“Dias virão em que não ficará pedra sobre pedra que não seja demolida!” (Lc 21,6)

 

 

“Um peregrino percorria seu caminho quando certo dia passou diante de um homem que parecia ser um monge e que estava sentado no campo.

Perto dali, outros homens trabalhavam em um edifício de pedra.

- “O senhor parece um monge”- disse o peregrino.

- “Sim, sou um monge”- respondeu o monge.

- “Quem são aqueles que estão trabalhando no edifício?”

- “Meus monges”- respondeu – “Eu sou o abade”.

- “É magnífico”- comentou o peregrino – “É estupendo ver levantar um mosteiro”.

- “Nós o estamos derrubando”- disse o abade.

- “Derrubando-o?”- exclamou o peregrino – “Por que?”

- “Para poder ver o sol nascer todas as manhãs” - respondeu o abade”.

 

Estamos chegando ao final de mais um tempo litúrgico (Tempo Comum); fizemos uma longa “caminhada contemplativa”, tendo os olhos fixos em Jesus e deixando-nos ensinar por Ele. Hoje, mais uma vez, ressoa forte em cada um de nós, o apelo de Jesus: é preciso “sair dos próprios muros”,  remover as pedras que foram soterrando a vida dentro de nós, derrubar as muralhas que cercam nosso coração.

 

O contexto é a presença de Jesus no Templo de Jerusalém e a admiração dos discípulos diante da grandeza e da beleza do edifício. No entanto, Jerusalém e o Templo traíram sua missão e serão destruídos pois se fecharam em suas fronteiras, em suas seguranças e não acolhem a transformação interior que Jesus trouxera. Com toda a sua beleza e grandiosidade o Templo carrega sinais de morte dentro de si. A destruição do santuário é para Jesus a consequência do fechamento interior e recusa a acolher a novidade do Reino. Não só o Templo, mas as realidades que parecem intocáveis e eternas devem cair para que seja possível a Nova Jerusalém, humana e humanizadora.

 

Jesus, ao falar da destruição do Templo de Jerusalém não estava interessado na destruição dos edifícios, e sim, na destruição da vaidade e do orgulho humano; não vislumbrou a ruina dos muros e das pedras, e sim a ruína da vanglória. Sua presença rompe muralhas, afasta as pedras que impediam a manifestação da Vida.

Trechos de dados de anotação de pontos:
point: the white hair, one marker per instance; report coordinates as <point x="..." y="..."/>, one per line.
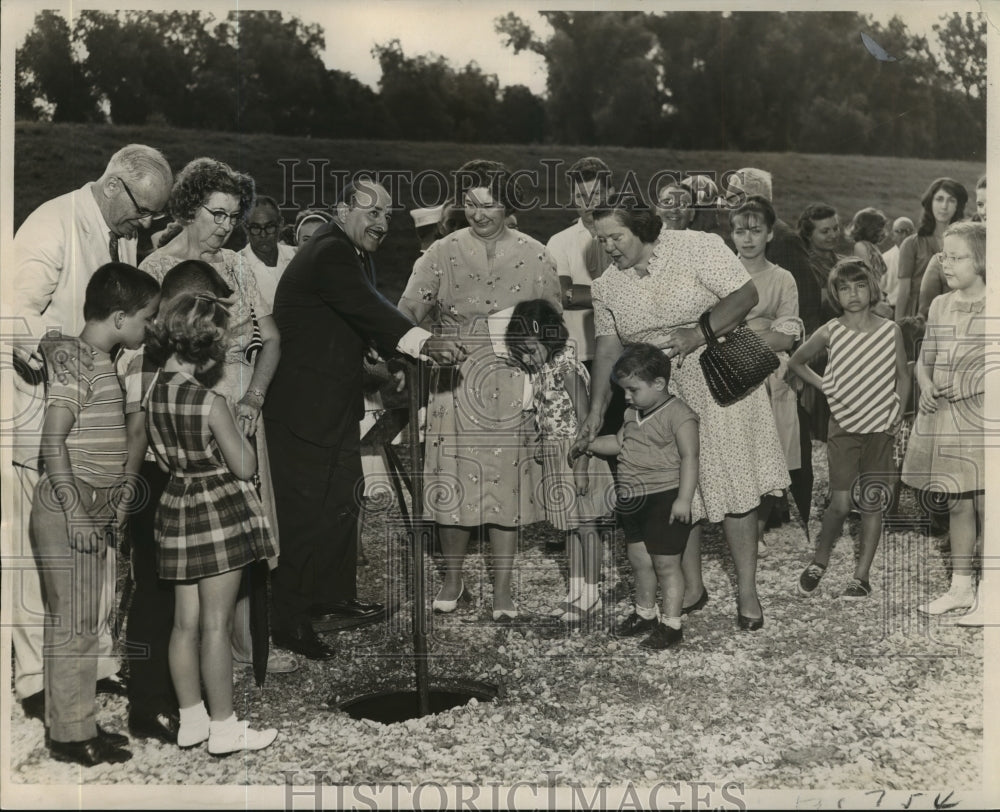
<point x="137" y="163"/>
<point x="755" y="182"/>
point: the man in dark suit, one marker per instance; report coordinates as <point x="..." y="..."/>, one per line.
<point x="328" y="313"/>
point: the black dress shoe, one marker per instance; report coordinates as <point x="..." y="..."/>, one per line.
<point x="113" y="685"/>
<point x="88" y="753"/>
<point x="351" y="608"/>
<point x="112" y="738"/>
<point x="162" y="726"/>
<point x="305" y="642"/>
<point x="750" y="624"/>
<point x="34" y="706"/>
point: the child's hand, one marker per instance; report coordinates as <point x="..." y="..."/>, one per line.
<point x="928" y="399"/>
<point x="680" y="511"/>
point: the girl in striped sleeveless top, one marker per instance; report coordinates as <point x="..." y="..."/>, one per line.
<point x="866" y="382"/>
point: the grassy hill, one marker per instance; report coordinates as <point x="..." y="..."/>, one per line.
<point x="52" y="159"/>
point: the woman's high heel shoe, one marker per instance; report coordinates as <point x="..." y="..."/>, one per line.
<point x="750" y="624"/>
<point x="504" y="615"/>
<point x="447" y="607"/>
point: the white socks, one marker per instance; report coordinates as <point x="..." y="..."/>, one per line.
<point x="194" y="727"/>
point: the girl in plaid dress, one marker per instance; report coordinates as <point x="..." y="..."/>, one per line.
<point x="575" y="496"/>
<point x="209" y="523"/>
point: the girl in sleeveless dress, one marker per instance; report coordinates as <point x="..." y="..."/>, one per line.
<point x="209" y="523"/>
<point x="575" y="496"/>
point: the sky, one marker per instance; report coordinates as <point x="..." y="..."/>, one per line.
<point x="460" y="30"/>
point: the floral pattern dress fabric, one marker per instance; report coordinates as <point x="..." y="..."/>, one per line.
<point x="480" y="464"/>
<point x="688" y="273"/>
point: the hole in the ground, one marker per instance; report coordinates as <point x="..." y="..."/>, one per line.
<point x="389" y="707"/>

O QUE FAZER:
**A)** Responda às perguntas sobre a reflexão sobre a destruição do Templo:
(i) Segundo o abade, o que os monges estão fazendo com o edifício?
(ii) Qual tempo litúrgico está chegando ao final?
(iii) Ao falar da destruição do Templo de Jerusalém, em que destruição Jesus estava interessado?
**B)** Resuma em duas frases a reflexão sobre a destruição do Templo.
**C)** Dê sequência à reflexão sobre a destruição do Templo a partir da última frase apresentada.

RESPOSTAS POR TAREFA:
**A)**
(i) Estão derrubando o edifício.
(ii) O Tempo Comum.
(iii) Na destruição da vaidade e do orgulho humano.

**B)** A reflexão parte da história de um abade cujos monges derrubam um edifício para poder ver o sol nascer todas as manhãs e, ao final do Tempo Comum, retoma o apelo de Jesus a derrubar as muralhas que cercam o coração. O Templo de Jerusalém será destruído por ter se fechado e recusado a novidade do Reino, mas Jesus visava à ruína da vaidade, do orgulho e da vanglória humanos, não à dos edifícios.

**C)**
Dizer: “não ficará pedra sobre pedra” é o mesmo que dizer: “não ficará orgulho sobre orgulho, opressão sobre opressão, injustiça sobre injustiça…” Há muitas pessoas encerradas em seus próprios muros... pessoas fechadas em si mesmas, em seus interesses, vivendo um universo de egoísmo e exclusão. Vivem separadas dos outros, e quando encontram pessoas semelhantes criam verdadeiros cemitérios ao seu redor.

 

Cobrimo-nos de pedras, rodeamos nosso coração de muros,  construímos muralhas que nos afastam dos outros e de Deus. É o que somos convidados a fazer: destruir o templo de Jerusalém da solidão, fechamento, angústia, alienação, indiferença, rancor, medo e insegurança… Precisam desparecer os templos abusivos onde adoramos o nosso “eu” e idolatramos a riqueza, o poder, o prestígio…

 

É sobre as cinzas de nossas míseras ambições que o Reino de Deus plantará suas raízes. É preciso romper com as muralhas para que a Vida brote. A Vida que habita em cada um de nós. Todo ser humano é dotado de riquezas especiais e únicas, dons pessoais e insubstituíveis, um jeito de ser irrepetível... Há uma força interior que quer romper a casca e transbordar numa explosão vital multiplicadora. Mas, muitas vezes há pedras (grandes e pequenas) que impedem esta manifestação da Vida plena.

 

A mudança de mente, de coração, de esperança, de paradigmas... exige de nós que, de tempos em tempos, revisemos nossas vidas, conservando umas coisas, alterando outras, derrubando  ideias fixas, convicções absolutas, modos fechados de viver...   que  impedem a entrada do sol e da brisa da manhã.

 

Há em todo ser humano uma tendência a cercar-se de muros, a encastelar-se, a criar uma rede de proteção. Nada mais contrário ao Seguimento de Jesus que a vida instalada e  uma existência estabilizada de uma vez para sempre, tendo pontos de referência fixos, definitivos, tranquilizadores...

Numa vida assim faltaria por completo o princípio da criatividade, a capacidade  de questionar-se,  a audácia de arriscar, a coragem de fazer caminho  aberto à aventura.

 

Se quisermos que a nossa vida cristã tenha a marca da adesão a Jesus, é necessário compreender que somos chamados a um compromisso diferente e  mais profundo: sair da reclusão de nosso mundo para entrar na grande “casa” de Deus; romper com o tradicional para acolher a surpresa; deixar a “margem conhecida” para vislumbrar o “outro lado”; desnudar-nos de ilusões egocêntricas; afastar a “pedra” da entrada do coração para poder viver com mais criatividade...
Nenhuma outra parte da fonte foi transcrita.